Job: Render every item below as a numbered list with one entry per line, and omit any blank lines.

Items:
******

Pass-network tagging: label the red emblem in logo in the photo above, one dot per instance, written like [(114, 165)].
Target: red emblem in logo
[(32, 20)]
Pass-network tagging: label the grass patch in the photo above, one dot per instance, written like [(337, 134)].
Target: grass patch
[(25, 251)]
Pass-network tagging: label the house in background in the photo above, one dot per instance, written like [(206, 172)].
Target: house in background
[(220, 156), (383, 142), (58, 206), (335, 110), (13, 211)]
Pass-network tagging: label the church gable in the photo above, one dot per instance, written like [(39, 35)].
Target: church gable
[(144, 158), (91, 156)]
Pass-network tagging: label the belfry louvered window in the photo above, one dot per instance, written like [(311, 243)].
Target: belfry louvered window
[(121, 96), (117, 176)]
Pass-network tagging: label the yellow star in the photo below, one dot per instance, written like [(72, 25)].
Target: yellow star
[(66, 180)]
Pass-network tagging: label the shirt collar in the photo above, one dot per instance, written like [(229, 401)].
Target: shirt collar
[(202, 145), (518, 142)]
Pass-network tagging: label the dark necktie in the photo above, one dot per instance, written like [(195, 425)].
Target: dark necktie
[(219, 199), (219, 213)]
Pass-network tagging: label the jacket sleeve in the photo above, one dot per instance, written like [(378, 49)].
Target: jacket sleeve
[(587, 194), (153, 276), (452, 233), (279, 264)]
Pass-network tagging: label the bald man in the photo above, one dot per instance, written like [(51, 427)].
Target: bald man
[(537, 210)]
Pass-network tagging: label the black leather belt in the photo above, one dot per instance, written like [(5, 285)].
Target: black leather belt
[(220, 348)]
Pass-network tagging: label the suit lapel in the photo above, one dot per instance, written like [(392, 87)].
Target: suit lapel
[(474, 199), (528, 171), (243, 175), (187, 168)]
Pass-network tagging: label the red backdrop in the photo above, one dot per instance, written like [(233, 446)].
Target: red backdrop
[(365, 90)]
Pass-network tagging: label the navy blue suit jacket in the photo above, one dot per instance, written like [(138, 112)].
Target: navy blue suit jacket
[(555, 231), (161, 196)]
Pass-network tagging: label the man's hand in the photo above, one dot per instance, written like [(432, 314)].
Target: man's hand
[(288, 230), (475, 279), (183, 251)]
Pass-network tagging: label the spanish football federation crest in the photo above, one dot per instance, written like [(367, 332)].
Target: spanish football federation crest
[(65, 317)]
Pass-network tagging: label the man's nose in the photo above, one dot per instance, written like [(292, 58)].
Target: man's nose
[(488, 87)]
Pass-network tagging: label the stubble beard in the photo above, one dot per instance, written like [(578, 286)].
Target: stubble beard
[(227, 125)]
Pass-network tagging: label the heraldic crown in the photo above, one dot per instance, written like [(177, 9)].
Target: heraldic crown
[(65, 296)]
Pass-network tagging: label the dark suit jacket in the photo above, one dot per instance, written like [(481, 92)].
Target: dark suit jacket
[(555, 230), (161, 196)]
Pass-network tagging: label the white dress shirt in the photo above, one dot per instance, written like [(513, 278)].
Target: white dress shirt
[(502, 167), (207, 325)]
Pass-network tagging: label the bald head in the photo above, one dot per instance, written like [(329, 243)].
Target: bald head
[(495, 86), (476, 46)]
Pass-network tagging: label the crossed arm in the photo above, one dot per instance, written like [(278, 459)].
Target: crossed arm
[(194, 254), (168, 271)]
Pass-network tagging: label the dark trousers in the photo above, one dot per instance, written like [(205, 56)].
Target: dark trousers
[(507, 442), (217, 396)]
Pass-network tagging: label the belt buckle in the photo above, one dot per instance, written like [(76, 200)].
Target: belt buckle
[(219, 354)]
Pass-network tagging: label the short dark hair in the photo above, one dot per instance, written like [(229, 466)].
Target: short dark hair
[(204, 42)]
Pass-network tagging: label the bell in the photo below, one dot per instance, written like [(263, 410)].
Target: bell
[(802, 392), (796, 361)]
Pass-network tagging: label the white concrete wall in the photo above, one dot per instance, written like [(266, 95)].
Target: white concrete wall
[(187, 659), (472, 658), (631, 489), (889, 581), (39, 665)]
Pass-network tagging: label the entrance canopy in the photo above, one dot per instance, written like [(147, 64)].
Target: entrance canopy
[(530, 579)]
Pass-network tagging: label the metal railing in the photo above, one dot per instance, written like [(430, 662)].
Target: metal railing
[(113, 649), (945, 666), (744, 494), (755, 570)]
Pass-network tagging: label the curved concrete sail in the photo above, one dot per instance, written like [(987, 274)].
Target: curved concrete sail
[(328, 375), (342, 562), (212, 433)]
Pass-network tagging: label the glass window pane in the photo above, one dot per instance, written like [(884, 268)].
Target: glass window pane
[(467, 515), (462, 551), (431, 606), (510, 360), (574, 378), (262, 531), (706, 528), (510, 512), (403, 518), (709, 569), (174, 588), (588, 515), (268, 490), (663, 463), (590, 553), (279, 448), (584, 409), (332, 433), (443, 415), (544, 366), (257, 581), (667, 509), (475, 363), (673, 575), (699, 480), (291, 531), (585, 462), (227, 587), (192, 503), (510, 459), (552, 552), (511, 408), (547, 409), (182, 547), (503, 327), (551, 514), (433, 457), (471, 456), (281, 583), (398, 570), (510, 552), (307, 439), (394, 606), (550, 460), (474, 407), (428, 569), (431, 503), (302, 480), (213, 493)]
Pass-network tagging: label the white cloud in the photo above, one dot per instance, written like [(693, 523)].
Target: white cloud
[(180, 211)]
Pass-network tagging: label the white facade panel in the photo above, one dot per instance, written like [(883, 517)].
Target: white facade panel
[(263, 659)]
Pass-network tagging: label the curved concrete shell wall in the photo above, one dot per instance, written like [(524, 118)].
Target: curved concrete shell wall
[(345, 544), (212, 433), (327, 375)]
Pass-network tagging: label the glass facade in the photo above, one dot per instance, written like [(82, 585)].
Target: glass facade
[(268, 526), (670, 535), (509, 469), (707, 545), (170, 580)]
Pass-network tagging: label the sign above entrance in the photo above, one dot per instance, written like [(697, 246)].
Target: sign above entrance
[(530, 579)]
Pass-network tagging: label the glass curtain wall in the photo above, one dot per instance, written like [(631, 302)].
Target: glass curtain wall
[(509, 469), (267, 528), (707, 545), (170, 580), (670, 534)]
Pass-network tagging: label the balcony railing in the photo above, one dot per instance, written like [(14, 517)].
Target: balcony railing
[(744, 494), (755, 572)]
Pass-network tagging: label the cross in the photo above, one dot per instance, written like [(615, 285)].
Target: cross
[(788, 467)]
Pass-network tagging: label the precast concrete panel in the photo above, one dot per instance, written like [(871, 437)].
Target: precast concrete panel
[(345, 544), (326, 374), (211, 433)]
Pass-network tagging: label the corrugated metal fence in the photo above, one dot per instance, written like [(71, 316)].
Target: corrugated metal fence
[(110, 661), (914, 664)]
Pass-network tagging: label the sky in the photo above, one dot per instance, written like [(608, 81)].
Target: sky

******

Task result:
1. Pass-network tagging: label the red emblem in logo in the photo above, one dot per instance, written like [(114, 165)].
2. Target: red emblem in logo
3. [(32, 20)]
4. Pass-network tagging: label the grass patch in the photo above, one dot per instance, written like [(337, 134)].
5. Target: grass patch
6. [(25, 251)]
7. Pass-network tagging: label the house in background in the photo above, one dot per instance, written like [(206, 172)].
8. Target: house in background
9. [(220, 156), (383, 142), (58, 206), (335, 110), (13, 211)]
10. Pass-network tagging: label the church gable in the photo above, one dot per instance, written like [(39, 35)].
11. Target: church gable
12. [(144, 158), (91, 156)]
13. Pass-network tagging: label the belfry louvered window in the photo above, one dot per instance, written like [(311, 243)].
14. Target: belfry louvered window
15. [(121, 96), (117, 176)]
16. Pass-network tagging: label the yellow star in the photo below, one dot per instance, written like [(72, 25)].
17. Target: yellow star
18. [(66, 180)]
19. Pass-network tagging: label the shirt collar in the photo above, one dot per instance, written like [(229, 401)].
20. Target: shirt collar
21. [(202, 145), (518, 142)]
22. Pass-network tagging: label the dark necktie in the photo above, one dot per instance, written like [(195, 425)].
23. Target: dark necktie
24. [(219, 199), (219, 213)]
25. Pass-network tagging: label the jacket sleeve in the photo above, one dot per instance, written like [(378, 49)].
26. Target: jacket sleeve
27. [(587, 194), (153, 276), (452, 233), (279, 264)]
28. Pass-network tagging: label the bald man in the photo above, one dot per instance, written like [(51, 427)].
29. Target: bald man
30. [(537, 210)]
31. Pass-network tagging: label the black leather belt in the photo above, one dot per instance, written like [(5, 285)].
32. Target: black leather belt
33. [(220, 348)]
34. Pass-network tagging: label the suit lapel in the photo above, one dot per instance, written like [(392, 87)].
35. Target: suit lapel
36. [(474, 199), (528, 171), (243, 175), (187, 168)]
37. Pass-network tagging: label the red backdrop in the photo above, one dot per instance, written like [(233, 446)].
38. Target: red backdrop
39. [(365, 90)]
40. Pass-network tagging: label the navy blue suit jacket in the photo above, one dot per instance, written like [(138, 112)].
41. Target: navy blue suit jacket
42. [(555, 231), (161, 196)]
43. Pass-network tagging: label the man's hand in the photo above, one dot per instance, written like [(432, 314)].
44. Target: man's hand
45. [(288, 230), (475, 279), (183, 251)]
46. Pass-network tagging: label the spanish football federation crest in the photo above, one dot per instance, written like [(367, 332)].
47. Target: spanish football federation crest
48. [(65, 317)]
49. Pass-network tagging: label the man's nose in the photo above, one dot per instance, written like [(292, 58)].
50. Target: man's nose
51. [(488, 87)]
52. Pass-network tagging: label the stubble beard in the photo above, one dot per instance, written like [(578, 286)].
53. Target: stubble beard
54. [(227, 125)]
55. Pass-network tagging: label the heraldic crown in the photo above, one dot per instance, written like [(177, 9)].
56. Target: heraldic crown
57. [(65, 296)]
58. Pass-network tagging: label the dark suit jacket in the photo above, one dot per instance, written like [(481, 92)].
59. Target: dark suit jacket
60. [(555, 230), (161, 196)]
61. Pass-network tagging: label the white dress shirt in the photo above, one dot per instance, written like [(513, 278)].
62. Target: white dress shirt
63. [(502, 167), (207, 325)]
64. Pass-network tagging: label the bald head in the photo above, one dot per instance, written like [(329, 243)].
65. Target: bald head
66. [(495, 86), (476, 46)]
67. Pass-network tagging: label the crossed arm in the photo above, one dot per instance, written like [(278, 459)].
68. Target: crossed arm
69. [(194, 254), (168, 271)]
70. Pass-network tagging: label the dark trousers in the photo above, one dot per instance, written like [(205, 56)].
71. Target: dark trousers
72. [(507, 442), (217, 396)]
73. Pass-network tagging: label the belt buckle in the photo above, one dot per instance, written like [(76, 200)].
74. Target: belt buckle
75. [(219, 354)]
76. Pass-network tagging: label the short dark hair in the photo above, one dot per instance, written like [(229, 466)].
77. Target: short dark hair
78. [(204, 42)]
79. Pass-network tagging: label the bell in the photo below, one dot per instance, written like [(263, 410)].
80. Target: bell
81. [(802, 392), (796, 361)]
82. Pass-network tagging: label the white concrete wall in the photo above, one dot per instance, written like [(266, 95)].
83. Target: white concrete wall
84. [(187, 659), (472, 658), (631, 489), (889, 581), (39, 665)]
85. Pass-network tagging: label the entrance canopy in the photo above, one dot per instance, written like [(147, 64)].
86. Target: entrance canopy
87. [(530, 579)]
88. Pass-network tagging: label the metal railing in the photo above, one dot per instance, written like [(430, 662)].
89. Target: metal railing
90. [(113, 649), (945, 666), (744, 494), (755, 570)]
91. Pass-network tagging: label the curved concrete sail in the photo above, one dot per instance, written like [(987, 274)].
92. Target: curved concrete sail
93. [(328, 375), (342, 562), (212, 433)]
94. Pass-network tagging: label the glass window pane in the photo above, one dot per instance, written like [(884, 268)].
95. Target: glass window pane
96. [(467, 515), (462, 551), (431, 606), (510, 360), (574, 378), (262, 531), (706, 528), (510, 512), (403, 518), (709, 569), (174, 588), (588, 515), (268, 490), (663, 463), (590, 553), (279, 448), (584, 409), (332, 433), (443, 415), (544, 366), (257, 581), (667, 509), (475, 363), (673, 575), (699, 480), (291, 531), (585, 462), (227, 587), (192, 503), (510, 459), (552, 552), (511, 408), (547, 409), (182, 547), (503, 327), (551, 514), (433, 457), (471, 456), (281, 583), (398, 570), (510, 552), (307, 439), (394, 606), (550, 460), (474, 407), (428, 569), (431, 503), (302, 480), (213, 493)]
97. Pass-network tagging: label the white cloud in the photo above, one dot per instance, written like [(693, 523)].
98. Target: white cloud
99. [(180, 211)]
100. Pass-network tagging: label the white facade panel in the photo above, one dot per instance, written like [(883, 517)].
101. Target: white facade panel
102. [(263, 659)]
103. Pass-network tagging: label the curved concrete shell wall in the photo above, one dot per instance, written like [(524, 118)].
104. Target: curved concrete shell wall
105. [(345, 544), (212, 433), (327, 375)]
106. Pass-network tagging: label the glass facade in the photo above, one dot per instance, written like [(82, 585)].
107. Target: glass facade
108. [(268, 526), (670, 535), (509, 469), (707, 545), (170, 580)]
109. Pass-network tagging: label the sign above entrance in the photo above, one dot per instance, written like [(697, 246)].
110. Target: sign above entrance
111. [(530, 579)]
112. Pass-network tagging: label the glass curtain wall in the photo above, one dot per instance, written like [(631, 302)].
113. Target: glass curtain wall
114. [(509, 469), (267, 528), (707, 545), (170, 580), (670, 534)]
115. Pass-network tagging: label the balcony railing in the photo above, one dot per instance, written like [(14, 517)].
116. Target: balcony railing
117. [(744, 494), (755, 572)]
118. Pass-network tagging: label the cross in the photo above, one dot per instance, written like [(615, 285)].
119. Target: cross
120. [(788, 467)]
121. Pass-network tagging: label the precast concrete panel in the photo above, one dot per instance, written like [(871, 437)].
122. Target: precast concrete panel
123. [(345, 544), (326, 374), (211, 433)]
124. Pass-network tagging: label the corrugated metal fence in the photo above, one dot per instance, written like [(71, 316)].
125. Target: corrugated metal fence
126. [(110, 661), (914, 664)]
127. Pass-network tagging: label the sky in the photo above, one dot per instance, written like [(608, 81)].
128. Target: sky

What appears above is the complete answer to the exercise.